# EXERCISE DETAILS
Arrange the data as a Markdown table with the columns No. and Line, starting with the line that contains "Segment each <instance>" and going on through the line that contains "positive clicks: (211, 87)". Leave out blank lines.

# GIVEN ENTRIES
# # # # #
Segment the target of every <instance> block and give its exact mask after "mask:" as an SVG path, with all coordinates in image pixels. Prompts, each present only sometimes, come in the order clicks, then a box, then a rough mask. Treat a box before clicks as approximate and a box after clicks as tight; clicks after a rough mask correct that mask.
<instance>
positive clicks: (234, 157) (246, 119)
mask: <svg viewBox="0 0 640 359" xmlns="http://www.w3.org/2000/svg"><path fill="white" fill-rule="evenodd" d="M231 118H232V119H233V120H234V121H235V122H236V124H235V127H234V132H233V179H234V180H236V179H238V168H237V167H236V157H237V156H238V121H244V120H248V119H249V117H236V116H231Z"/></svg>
# # # # #
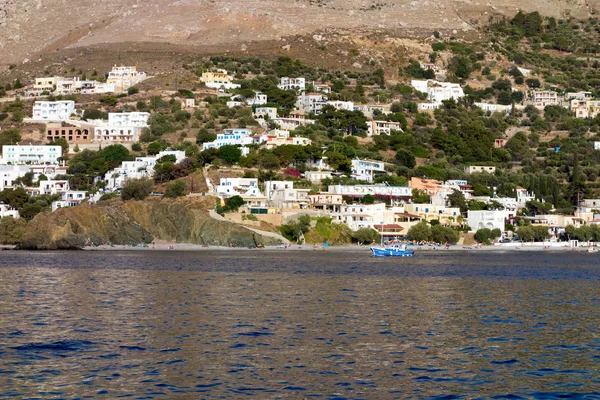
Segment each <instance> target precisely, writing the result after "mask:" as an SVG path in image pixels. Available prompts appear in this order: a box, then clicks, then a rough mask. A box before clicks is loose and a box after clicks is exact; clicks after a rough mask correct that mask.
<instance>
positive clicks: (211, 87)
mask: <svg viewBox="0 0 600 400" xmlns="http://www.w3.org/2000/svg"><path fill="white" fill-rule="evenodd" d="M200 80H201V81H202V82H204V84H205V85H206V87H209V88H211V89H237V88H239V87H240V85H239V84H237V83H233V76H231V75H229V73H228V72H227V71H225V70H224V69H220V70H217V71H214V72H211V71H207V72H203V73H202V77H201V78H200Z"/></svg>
# # # # #
# WRITTEN RESPONSE
| No. | Line |
|---|---|
| 1 | Segment each <instance> target precisely, writing the result after "mask:" as an SVG path in image pixels. Available prompts appear in this order: a box, then clicks, then a rough mask. A box before clicks is loose and a box after clicks is exact; clicks after a rough mask correct that mask. |
| 2 | <instance> |
| 3 | positive clicks: (211, 87) |